Source document:
SAY WHAT?: EDITING VOICE TRACKS LIKE A PRO

By Jay Rose

From DV Magazine, April 2001

There's an approach to cutting dialog that appears in most NLE tutorials and is even taught in some film schools:

look at a waveform
find pauses where the waveform drops to zero
and edit during the silence

This kind of editing is simple, easy to describe, and a damn shame: At best, it limits your creativity. At worst, it forces you to discard otherwise perfect takes when they have easily fixable sound problems.

The problem is that this method doesn't edit sound; it edits pictures of sound. Many audio details just don't show up on a waveform. That's why professional sound editors use waveforms as a rough guide only and mark their edits while scrubbing and listening. This method is faster and more flexible than relying on waveforms and just as precise for dialog purposes.

It's also easy to learn how to edit this way. All you need is a little ear training and an understanding of how sounds fit together. Then, you'll be able to replace individual syllables of on-camera dialog, piece together the most challenging interview, or assemble inhumanly perfect voice-overs. We'll start by stretching your ears a little. Then, we'll go over some tips for how to edit what you'll soon be able to hear.

THE EAR IS FASTER THAN THE EYE

Film and video work because your eyes can't distinguish individual stills when they're flashed quickly, so they blur into an illusion of motion. But you can identify sounds that are much faster than a single frame. Want proof? Say these two phrases aloud: "the small pot" and "the small tot". Figure 1 shows the first phrase on the upper channel and the second one on the bottom. Only about a dozen milliseconds of sound -- in the red circles -- have any significant difference. That's less than half a video frame... but you'd never confuse a cooking utensil with a child.

Figure 1:
These two phrases have very different meanings. But except for one tiny phoneme, they sound the same.

This ability to hear and understand fast sounds is already built into most of us. If you want to edit successfully, you just have to learn to analyze what you've heard. Many musicians and actors already have this talent. But even if you can't carry a tune, you can hone your ears with some fairly simple voice-and-mind exercises to improve your short-term audio memory.

Say "the small pot" aloud, listening very closely to your own voice while you do. Then, immediately afterwards, hear those three syllables again in your head. Try to remember exactly what your voice sounded like. Repeat this a few times, and you'll find that you can recall the actual sound of your voice more and more accurately. Try saying the phrase with different intonations and timings, and hear those versions in your head as well. Try saying slightly longer phrases until you can recall them also. Then try listening to very short dialog clips, and practice until you can recall them as well.

Now do one more thing: Slow down what you're hearing in your head, so you can hear the tiny changes inside each word. In the "small pot" example, you should be able to hear definite transitions between /th/, /uh/, /s/, /maw/, /l/, /p/, /ah/, and /t/. Don't give up if you aren't hearing individual sounds immediately -- this is a skill that can be difficult at first, particularly for someone who's visually-oriented. But I've found that most video editors catch on after about a dozen tries, and from then on it's easy.

Dataset excerpts
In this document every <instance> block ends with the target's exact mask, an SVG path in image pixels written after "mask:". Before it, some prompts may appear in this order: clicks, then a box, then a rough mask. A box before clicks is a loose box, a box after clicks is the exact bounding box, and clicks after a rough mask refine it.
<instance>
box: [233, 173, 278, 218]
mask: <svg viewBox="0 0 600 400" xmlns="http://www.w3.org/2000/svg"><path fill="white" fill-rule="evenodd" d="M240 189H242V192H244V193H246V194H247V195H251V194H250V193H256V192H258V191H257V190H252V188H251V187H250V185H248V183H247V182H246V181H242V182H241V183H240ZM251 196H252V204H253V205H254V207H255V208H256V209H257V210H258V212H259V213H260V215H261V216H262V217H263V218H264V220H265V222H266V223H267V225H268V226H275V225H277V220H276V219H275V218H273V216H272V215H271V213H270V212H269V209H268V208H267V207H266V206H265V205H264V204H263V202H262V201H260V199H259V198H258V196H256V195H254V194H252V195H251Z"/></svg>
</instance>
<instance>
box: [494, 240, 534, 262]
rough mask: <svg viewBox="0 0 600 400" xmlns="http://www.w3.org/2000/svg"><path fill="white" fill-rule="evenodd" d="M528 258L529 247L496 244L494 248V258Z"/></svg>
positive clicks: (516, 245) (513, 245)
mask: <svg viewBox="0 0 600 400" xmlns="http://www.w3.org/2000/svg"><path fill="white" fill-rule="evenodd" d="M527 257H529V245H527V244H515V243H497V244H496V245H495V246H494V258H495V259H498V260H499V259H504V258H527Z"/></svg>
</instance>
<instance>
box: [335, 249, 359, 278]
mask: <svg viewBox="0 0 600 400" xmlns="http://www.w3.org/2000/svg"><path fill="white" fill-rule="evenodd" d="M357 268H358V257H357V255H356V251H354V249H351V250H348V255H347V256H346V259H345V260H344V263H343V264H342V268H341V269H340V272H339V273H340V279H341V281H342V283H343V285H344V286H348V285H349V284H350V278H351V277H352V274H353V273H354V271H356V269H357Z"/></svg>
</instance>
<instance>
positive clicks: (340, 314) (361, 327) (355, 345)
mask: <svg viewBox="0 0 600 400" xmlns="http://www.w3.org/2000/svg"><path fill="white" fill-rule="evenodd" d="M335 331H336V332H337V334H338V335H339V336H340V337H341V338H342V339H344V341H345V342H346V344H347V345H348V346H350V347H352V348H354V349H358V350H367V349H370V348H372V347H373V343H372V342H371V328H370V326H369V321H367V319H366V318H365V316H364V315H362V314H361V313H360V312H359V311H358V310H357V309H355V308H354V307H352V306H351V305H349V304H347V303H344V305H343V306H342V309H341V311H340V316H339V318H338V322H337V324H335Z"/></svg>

What you will do:
A) In the article on editing voice tracks, about how many tries do most video editors need before they catch on to hearing individual sounds?
B) Reproduce the passage of the article on editing voice tracks from "The problem is" to "for dialog purposes.".
The lines of the dataset excerpts aren't needed.

Per-task outputs:
A) About a dozen tries.

B)
The problem is that this method doesn't edit sound; it edits pictures of sound. Many audio details just don't show up on a waveform. That's why professional sound editors use waveforms as a rough guide only and mark their edits while scrubbing and listening. This method is faster and more flexible than relying on waveforms and just as precise for dialog purposes.